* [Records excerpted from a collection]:

########

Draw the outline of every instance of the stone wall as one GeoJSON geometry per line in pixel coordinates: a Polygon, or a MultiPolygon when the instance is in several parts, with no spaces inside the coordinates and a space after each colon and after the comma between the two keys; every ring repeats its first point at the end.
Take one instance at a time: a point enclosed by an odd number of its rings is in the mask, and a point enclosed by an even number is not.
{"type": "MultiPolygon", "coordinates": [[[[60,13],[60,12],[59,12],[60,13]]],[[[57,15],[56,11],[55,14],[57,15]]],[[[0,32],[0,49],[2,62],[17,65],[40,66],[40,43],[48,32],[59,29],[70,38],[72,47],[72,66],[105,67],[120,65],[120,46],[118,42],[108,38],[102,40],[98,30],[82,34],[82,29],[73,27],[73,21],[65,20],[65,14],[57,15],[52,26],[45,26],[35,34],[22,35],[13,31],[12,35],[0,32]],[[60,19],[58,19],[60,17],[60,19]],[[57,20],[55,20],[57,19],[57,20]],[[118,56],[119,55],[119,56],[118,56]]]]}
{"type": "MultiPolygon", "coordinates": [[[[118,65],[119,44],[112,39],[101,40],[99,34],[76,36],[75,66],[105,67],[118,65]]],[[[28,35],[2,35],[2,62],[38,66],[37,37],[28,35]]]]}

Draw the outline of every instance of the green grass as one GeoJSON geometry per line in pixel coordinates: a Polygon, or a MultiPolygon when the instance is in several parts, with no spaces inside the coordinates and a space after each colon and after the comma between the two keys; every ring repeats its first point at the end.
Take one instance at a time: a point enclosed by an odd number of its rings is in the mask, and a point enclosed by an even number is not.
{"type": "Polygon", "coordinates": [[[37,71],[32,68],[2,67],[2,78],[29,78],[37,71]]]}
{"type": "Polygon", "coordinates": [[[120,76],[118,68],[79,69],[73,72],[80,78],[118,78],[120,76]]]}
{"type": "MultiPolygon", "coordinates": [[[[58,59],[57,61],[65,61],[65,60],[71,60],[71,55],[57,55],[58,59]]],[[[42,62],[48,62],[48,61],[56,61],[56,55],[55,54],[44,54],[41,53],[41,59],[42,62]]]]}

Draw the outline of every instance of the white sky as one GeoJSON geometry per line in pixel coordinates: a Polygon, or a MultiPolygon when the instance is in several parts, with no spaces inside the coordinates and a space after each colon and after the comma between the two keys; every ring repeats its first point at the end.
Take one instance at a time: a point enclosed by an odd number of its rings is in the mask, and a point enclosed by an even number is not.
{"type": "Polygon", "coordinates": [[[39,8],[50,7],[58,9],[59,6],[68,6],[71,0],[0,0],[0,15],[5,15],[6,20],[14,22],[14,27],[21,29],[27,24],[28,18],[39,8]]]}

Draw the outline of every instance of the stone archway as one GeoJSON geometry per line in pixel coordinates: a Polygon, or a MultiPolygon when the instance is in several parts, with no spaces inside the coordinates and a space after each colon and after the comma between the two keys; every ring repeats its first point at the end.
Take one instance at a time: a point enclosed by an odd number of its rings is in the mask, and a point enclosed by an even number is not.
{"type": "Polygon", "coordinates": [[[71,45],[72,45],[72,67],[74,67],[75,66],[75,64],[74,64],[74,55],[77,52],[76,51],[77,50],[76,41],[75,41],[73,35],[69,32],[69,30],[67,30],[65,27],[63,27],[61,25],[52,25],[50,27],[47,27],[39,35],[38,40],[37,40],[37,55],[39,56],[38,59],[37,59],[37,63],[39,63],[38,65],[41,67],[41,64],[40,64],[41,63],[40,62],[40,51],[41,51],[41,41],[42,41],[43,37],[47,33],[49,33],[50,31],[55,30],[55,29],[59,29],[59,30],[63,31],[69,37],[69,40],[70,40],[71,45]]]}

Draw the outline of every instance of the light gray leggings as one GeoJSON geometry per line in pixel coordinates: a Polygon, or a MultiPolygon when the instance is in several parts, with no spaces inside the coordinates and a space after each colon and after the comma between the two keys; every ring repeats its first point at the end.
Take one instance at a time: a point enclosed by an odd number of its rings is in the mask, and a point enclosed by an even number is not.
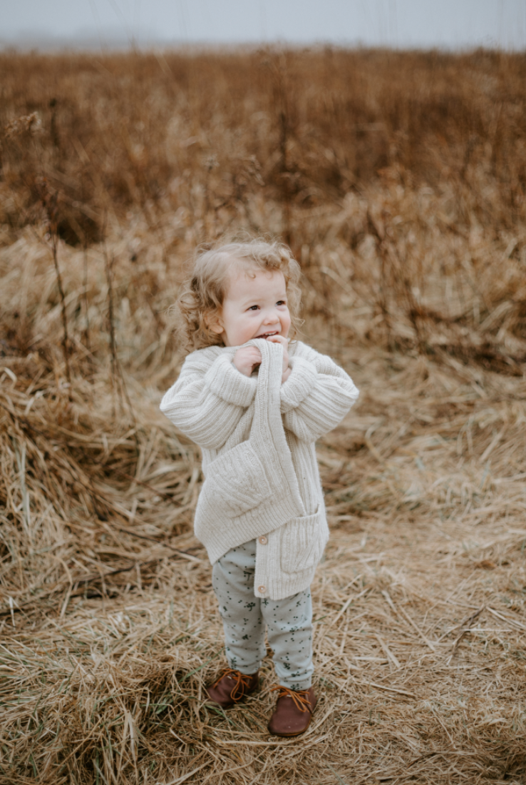
{"type": "Polygon", "coordinates": [[[267,653],[266,625],[279,684],[308,689],[314,670],[310,590],[284,600],[259,599],[254,596],[255,571],[256,540],[229,550],[212,571],[229,665],[256,673],[267,653]]]}

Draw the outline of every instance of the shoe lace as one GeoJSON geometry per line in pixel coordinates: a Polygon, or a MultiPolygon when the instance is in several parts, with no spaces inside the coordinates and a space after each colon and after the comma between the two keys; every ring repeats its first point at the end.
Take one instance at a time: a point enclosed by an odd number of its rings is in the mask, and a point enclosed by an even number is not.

########

Every line from the one containing "Draw the outline of every instance of the shoe" through the last line of the entries must be written out verbatim, and no other line.

Draw the outline of every instance of the shoe lace as one GeoJSON geometry per line in pixel coordinates: a Polygon, or a MultiPolygon when the instance is in several parts, with no spaces inside the coordinates and a space after each colon and after the comma between the two keys; every ring repeats its first point at the end.
Take one instance at a time: a point enclosed by an odd number of its rings is in the mask, and a point enclosed by an even number is not.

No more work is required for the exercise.